> _TASK TO COMPLETE_
Find "the mount fuji" in the material below, then copy that line and every subsequent line to the end, exactly.

> _DATASET ENTRIES_

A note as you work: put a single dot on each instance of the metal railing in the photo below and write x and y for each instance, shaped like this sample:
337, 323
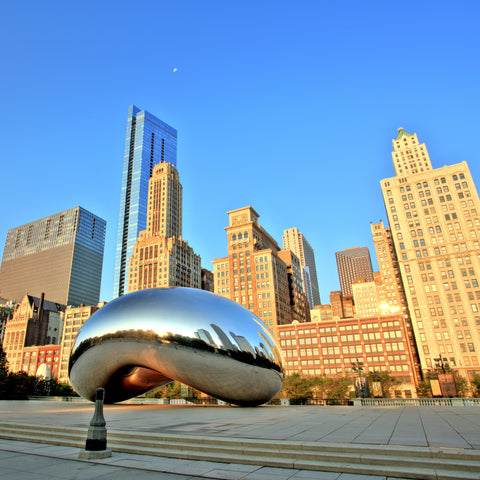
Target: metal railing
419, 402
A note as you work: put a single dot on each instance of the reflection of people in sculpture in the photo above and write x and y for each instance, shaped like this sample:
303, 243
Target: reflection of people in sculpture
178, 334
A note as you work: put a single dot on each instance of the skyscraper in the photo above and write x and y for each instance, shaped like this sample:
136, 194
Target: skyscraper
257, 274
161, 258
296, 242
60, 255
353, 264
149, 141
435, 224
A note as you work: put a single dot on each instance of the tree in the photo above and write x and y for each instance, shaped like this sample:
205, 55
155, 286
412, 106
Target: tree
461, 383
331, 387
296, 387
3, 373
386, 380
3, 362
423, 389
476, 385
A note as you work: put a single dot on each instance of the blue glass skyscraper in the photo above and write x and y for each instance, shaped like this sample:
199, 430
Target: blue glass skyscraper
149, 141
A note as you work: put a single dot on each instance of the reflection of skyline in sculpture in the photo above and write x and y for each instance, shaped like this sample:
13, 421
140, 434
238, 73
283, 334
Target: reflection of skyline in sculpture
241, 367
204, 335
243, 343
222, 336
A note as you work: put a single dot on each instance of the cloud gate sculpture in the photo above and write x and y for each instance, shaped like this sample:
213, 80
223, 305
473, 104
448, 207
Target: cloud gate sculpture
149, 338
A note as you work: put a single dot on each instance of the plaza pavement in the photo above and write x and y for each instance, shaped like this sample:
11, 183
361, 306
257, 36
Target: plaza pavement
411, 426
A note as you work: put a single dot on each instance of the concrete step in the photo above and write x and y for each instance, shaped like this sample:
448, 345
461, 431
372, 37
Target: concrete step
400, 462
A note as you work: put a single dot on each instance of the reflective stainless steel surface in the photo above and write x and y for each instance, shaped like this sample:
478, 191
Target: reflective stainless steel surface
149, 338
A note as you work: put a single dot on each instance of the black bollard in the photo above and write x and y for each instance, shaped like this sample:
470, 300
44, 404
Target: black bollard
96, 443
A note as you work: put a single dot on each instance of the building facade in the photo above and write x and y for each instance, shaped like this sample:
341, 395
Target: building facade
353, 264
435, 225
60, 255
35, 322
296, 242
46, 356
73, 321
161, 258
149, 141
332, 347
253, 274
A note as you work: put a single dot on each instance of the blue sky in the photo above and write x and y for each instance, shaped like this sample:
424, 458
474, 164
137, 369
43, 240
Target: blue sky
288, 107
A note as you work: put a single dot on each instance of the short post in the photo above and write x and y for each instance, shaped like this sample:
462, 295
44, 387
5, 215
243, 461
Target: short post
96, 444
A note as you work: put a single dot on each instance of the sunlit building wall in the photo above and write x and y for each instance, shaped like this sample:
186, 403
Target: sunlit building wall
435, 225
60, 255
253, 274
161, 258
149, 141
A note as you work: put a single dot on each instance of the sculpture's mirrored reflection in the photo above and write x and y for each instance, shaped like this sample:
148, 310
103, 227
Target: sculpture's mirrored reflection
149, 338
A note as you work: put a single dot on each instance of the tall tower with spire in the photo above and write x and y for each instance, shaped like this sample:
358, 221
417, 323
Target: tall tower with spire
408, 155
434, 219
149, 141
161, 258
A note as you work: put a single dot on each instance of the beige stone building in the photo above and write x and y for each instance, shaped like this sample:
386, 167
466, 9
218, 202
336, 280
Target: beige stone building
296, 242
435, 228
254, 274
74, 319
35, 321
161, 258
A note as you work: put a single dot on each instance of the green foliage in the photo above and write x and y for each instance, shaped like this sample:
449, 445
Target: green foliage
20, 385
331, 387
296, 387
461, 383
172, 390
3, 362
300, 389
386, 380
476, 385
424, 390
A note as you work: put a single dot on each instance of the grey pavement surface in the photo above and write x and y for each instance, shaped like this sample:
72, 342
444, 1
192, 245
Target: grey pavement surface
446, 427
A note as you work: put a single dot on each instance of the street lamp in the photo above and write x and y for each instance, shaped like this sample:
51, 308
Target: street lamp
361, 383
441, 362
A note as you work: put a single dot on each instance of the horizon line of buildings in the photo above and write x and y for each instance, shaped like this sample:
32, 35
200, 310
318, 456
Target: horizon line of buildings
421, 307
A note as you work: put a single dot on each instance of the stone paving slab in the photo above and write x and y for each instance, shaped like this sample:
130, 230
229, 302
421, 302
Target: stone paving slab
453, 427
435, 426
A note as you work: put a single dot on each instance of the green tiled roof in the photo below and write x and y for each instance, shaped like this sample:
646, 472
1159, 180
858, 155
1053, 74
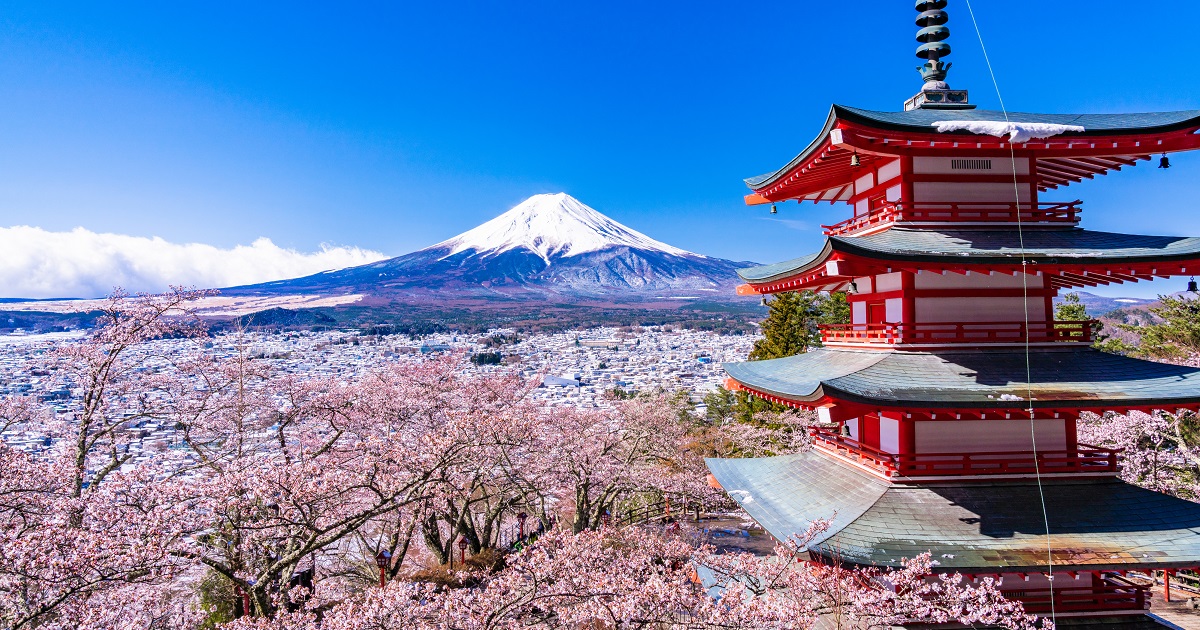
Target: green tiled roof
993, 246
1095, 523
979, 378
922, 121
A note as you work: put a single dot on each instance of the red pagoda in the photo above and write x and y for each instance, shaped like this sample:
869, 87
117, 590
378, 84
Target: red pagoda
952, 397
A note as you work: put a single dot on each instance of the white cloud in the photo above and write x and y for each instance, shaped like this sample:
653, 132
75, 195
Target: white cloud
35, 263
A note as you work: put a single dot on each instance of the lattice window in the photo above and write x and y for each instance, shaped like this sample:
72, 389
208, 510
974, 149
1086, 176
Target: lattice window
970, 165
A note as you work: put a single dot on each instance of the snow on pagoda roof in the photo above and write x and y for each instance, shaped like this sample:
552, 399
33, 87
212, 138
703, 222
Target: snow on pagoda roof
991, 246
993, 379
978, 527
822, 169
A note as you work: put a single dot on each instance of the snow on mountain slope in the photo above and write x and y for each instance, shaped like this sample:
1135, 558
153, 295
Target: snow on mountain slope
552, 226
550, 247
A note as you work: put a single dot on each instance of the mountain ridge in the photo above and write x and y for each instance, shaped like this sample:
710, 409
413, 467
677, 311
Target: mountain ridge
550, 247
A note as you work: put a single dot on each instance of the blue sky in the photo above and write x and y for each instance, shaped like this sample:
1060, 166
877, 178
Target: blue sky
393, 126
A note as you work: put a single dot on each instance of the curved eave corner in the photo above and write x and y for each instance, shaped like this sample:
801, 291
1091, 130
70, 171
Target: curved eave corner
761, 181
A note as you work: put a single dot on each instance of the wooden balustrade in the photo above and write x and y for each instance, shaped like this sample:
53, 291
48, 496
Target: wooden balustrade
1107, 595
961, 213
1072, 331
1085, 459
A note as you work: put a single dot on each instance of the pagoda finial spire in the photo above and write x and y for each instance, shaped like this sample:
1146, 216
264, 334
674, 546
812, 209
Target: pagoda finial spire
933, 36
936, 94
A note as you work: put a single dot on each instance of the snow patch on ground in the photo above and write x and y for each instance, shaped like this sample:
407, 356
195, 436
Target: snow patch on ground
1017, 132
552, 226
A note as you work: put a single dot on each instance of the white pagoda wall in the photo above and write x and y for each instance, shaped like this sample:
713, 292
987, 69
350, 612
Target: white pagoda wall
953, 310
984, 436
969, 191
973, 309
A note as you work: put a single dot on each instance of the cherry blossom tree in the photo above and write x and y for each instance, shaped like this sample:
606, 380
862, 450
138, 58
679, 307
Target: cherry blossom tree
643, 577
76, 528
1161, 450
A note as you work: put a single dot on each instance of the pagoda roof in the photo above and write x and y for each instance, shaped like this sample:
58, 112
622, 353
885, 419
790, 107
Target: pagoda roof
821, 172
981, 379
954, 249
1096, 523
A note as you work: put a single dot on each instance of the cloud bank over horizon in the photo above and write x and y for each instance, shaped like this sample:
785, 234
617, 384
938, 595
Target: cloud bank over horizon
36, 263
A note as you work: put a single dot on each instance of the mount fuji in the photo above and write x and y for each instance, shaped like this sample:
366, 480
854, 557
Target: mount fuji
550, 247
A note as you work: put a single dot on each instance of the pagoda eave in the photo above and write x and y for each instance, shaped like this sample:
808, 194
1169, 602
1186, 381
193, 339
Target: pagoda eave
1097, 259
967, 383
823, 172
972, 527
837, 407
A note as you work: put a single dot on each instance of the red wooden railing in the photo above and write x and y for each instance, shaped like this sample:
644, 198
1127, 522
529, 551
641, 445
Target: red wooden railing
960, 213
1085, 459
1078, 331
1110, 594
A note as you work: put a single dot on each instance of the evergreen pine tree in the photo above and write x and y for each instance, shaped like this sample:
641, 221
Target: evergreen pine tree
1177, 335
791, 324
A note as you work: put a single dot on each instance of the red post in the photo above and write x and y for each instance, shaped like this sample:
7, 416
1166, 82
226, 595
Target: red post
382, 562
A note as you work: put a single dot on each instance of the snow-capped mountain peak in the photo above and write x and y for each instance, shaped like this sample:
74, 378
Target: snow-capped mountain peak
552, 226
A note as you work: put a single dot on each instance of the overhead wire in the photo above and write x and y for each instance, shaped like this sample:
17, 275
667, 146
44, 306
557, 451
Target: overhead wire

> _REPLY_
A note as you work: put a single dot on each instance of the mount fuji in the photo above and write x and y for each instance, shaped like this sample:
366, 480
854, 557
Target: mount fuji
550, 247
A note as you work: put a single dot on each instance of the pagoda eave in the photo above and write x and y for each instance, shaped like this sample:
808, 194
1169, 602
1186, 381
193, 339
Target: pagoda eave
1097, 259
967, 383
823, 172
972, 527
837, 407
A note as you work: put a single dot on each instance of the red wooden railing in the photo above and write x and y for each instance, shaped like this sample:
644, 198
1127, 522
529, 551
641, 445
Target: red wooden railing
960, 213
1085, 459
1078, 331
1110, 594
A note as you work: put a single dot on each instance of the evergreen pine tree in the photo above and write x and y for each instance, shaped like this sample:
641, 221
Target: evergreen pine tree
1177, 335
791, 324
A note as you work: put a single dot on each instance of the red post in the photo above and write x and y for each instance, shaped like this sample:
7, 416
1166, 82
226, 595
Target: red post
382, 562
A note as you work: put a single dot on each instance of the snow-capped mountain peak in the photo above and write x and y for each instance, shaped like this sample:
74, 378
Target: snow-capped mountain peak
552, 226
A note as you work: put a single dot on each instance of the overhead wire in the photo above and write x and y for each instance, shaped like this sample:
17, 275
667, 146
44, 306
557, 451
Target: overhead wire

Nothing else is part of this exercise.